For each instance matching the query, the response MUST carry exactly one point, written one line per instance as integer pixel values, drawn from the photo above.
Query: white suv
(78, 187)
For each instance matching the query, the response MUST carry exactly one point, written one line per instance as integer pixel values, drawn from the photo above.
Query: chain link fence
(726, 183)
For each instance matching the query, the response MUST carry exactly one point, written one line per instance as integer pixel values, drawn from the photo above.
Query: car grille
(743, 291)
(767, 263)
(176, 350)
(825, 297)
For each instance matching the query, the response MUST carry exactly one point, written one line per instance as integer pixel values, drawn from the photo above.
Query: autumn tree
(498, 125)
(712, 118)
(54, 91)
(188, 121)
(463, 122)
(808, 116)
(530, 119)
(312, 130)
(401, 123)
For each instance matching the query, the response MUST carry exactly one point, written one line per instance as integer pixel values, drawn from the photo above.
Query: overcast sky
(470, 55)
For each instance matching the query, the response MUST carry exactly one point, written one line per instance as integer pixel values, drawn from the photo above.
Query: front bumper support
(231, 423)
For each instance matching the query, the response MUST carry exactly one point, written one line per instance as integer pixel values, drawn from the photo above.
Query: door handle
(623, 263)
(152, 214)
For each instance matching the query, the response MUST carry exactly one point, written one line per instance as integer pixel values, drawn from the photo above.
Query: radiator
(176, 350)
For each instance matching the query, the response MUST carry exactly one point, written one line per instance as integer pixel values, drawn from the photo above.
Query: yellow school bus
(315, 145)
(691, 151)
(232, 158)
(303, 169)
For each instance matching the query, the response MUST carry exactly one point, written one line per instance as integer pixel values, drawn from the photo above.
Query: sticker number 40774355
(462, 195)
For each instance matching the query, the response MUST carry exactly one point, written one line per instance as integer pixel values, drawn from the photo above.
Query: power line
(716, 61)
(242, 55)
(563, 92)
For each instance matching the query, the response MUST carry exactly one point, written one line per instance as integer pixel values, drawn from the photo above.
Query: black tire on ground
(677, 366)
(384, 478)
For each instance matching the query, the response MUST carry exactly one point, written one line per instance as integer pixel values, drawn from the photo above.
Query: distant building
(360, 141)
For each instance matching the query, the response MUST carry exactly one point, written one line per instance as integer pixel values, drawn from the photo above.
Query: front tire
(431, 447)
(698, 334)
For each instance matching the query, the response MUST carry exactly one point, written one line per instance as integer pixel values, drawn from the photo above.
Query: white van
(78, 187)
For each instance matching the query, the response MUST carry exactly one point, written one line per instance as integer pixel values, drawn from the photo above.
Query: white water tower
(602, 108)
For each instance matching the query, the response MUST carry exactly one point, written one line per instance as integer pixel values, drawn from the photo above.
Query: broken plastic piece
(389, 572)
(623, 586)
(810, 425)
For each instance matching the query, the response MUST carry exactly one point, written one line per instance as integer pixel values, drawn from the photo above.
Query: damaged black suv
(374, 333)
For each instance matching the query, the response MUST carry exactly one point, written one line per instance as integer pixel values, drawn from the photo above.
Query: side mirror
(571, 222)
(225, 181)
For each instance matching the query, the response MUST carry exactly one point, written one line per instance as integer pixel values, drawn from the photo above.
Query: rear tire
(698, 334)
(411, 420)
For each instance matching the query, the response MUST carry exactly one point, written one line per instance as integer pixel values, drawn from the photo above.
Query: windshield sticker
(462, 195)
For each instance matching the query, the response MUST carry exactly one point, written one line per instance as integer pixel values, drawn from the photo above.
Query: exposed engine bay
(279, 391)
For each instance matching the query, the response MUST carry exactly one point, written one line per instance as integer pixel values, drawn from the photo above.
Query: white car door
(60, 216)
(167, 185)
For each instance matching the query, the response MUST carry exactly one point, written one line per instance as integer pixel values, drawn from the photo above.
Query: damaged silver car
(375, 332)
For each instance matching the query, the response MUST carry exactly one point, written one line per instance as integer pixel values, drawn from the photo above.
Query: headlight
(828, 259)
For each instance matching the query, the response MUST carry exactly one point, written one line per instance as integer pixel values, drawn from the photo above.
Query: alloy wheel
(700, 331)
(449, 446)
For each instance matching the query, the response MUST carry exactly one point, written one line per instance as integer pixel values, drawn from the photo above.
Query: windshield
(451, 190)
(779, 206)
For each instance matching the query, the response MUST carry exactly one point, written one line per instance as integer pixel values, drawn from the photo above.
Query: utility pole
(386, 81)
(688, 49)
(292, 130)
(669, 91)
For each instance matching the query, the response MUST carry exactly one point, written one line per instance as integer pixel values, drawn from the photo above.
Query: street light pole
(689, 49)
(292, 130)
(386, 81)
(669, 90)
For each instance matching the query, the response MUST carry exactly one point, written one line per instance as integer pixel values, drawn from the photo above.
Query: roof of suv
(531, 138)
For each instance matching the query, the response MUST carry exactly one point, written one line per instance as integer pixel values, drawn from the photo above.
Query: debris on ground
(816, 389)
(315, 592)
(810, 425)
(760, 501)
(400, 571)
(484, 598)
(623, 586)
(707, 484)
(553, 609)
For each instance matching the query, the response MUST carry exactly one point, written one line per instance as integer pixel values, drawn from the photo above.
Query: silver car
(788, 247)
|---|
▶ Work to be completed: Retype the material in full. Each word must match.

▶ Exercise response:
For each instance matching the query, the response MUST carry exactly one point, written one line per instance as integer pixel values, drawn from the photo above.
Query: white suv
(78, 187)
For each instance matching the query, the response MUST carry exactly one point, written one line per instance as integer pixel values, drawn from the photo above.
Query: chain link fence
(726, 183)
For each instance matching the query, the response MUST carry exactly one point, written one line per instance as integer pixel values, drawn from the photo above.
Query: car grille
(743, 291)
(767, 263)
(176, 350)
(825, 297)
For each instance matching the query, the response MUST carry exactly one point, written one line per instance as integer pixel values, drawn from the photo above.
Query: autumn tree
(498, 125)
(712, 118)
(54, 91)
(188, 121)
(463, 122)
(808, 116)
(530, 119)
(312, 130)
(401, 123)
For each instance matching the query, the response MUST carry exactly one point, written one line per instance as integer pixel values, drawn from the photo above.
Query: overcast sky
(470, 55)
For each instance matching the query, the response MUST carry exactly one point, written one line per instance as integer pixel values, drawn from the photo above.
Query: front bumper support
(231, 423)
For each instance matching the query, the response MUST carry exactly one point, written one line per instance as integer pixel values, drawn from the photo above.
Query: door handle
(623, 263)
(152, 214)
For each instance matching the query, the response MUST carry exactly one point, written one line per instance as integer pixel values, drawn from the photo above.
Query: radiator
(176, 350)
For each instance matching the query, the response MUST carry exactly one point, written one line per instance as integer pixel values, drawn from the photo above.
Query: yellow school bus
(315, 145)
(691, 151)
(232, 158)
(303, 169)
For each instance matching the query, the response MUST carry exactly one point, written one line per instance as integer pixel values, drawn from the photo above.
Query: sticker number 40774355
(462, 195)
For each instance matching the query, the response MUST carry exactly one point, written one line per instance as integer pixel values, drawn from the photo above.
Query: power line
(716, 61)
(242, 55)
(563, 92)
For each instance matching the query, the response MUST carry exactly one point, written one line per instance as integer pixel values, drawn from the photo above.
Query: black tire on ground
(677, 366)
(384, 478)
For each instance matching the query, the response MUST carry exactly one point, written one line per instance as integer pixel values, drawn from the photo above.
Query: distant building
(360, 141)
For each instance matching the query, the response MUST carry exactly one point, written one line per instance as integer pixel values, drawn from the photo above.
Query: front tire
(431, 447)
(698, 334)
For each instance matching the query, the response MUST carry exactly one point, written one line per instance as integer pixel values, drawn from the photo above.
Query: white van
(78, 187)
For each instance matching the query, the response MUST carry exactly one point, written one line per instance as integer pixel values, drawn from the photo above.
Query: white water tower
(602, 108)
For each instance matching the query, the response MUST carry exactly one point, written one line per instance as integer pixel values, drawn from the photo above.
Query: broken plastic piece
(389, 572)
(623, 586)
(810, 425)
For each instance matching the query, the response MUST carry exactly one point, written one line per instance as integer pixel values, drawn from the photo above.
Query: damaged black suv
(374, 333)
For each instance matching the query, the response MUST carry exactly one point, written one line per instance as integer pixel values, drawn from the photo above.
Query: side mirror
(571, 222)
(225, 181)
For each instance matching the query, the response MUST carry exactly one point, written one line per instance as integer pixel values, drawn from the photo above.
Query: rear tire
(698, 334)
(411, 420)
For each instance matching the query, the response MUST carry exactly one point, written one line per instance as integer pixel values, drawn from the photo above.
Query: windshield sticker
(462, 195)
For each instance matching the query, the response MUST carry exactly one point, written one line per instance as integer pixel values, drawn from the photo above.
Query: exposed engine bay
(279, 391)
For each instance matching the query, the response MUST carry exactly one point, written one line per instance as integer pixel values, drawn from the photo above.
Query: white car door
(60, 216)
(167, 185)
For each instance matching the query, the response MUST carry exactly one point, written one line per instance as integer pixel values, drawn from the photo above.
Query: damaged silver car
(375, 332)
For each instance matching the query, the response MUST carry exactly one point, written one line per instance as integer pixel values, drawn from the photo above.
Query: headlight
(828, 259)
For each instance matching the query, the response MUST carry exactly one point, written one line per instance as integer pixel values, drawn from the photo above.
Query: alloy wheel
(700, 331)
(449, 446)
For each instance matching the query, the response MUST carry exactly one point, written one line per instance as integer pixel values, drawn from the photo above.
Query: windshield
(451, 190)
(779, 206)
For each instance matching the query, the response MUST carry exactly one point, written one line per instance as integer pixel values, drawn from the photo above.
Query: utility pole
(386, 81)
(688, 49)
(292, 130)
(669, 91)
For each instance matching the query, the response MUST carry exactly one point, written one line per instance as integer pixel values, drawn from the photo above.
Query: street light pole
(689, 49)
(292, 130)
(386, 81)
(669, 90)
For each instance matching the query, the response MUST carry exactly one point, written one line per instance as integer pixel values, drawn from the photo above.
Query: roof of suv
(531, 138)
For each instance matching the query, the response MUST carry exactly one point, written one line per instance as integer pixel values, drawn from the photo above.
Query: debris on ground
(816, 389)
(315, 592)
(810, 425)
(760, 501)
(400, 571)
(484, 598)
(623, 586)
(707, 484)
(553, 609)
For each instance matching the query, the response MUST carry exactly one point, written one line per instance as integer pixel values, drawn from the photo above.
Query: silver car
(788, 247)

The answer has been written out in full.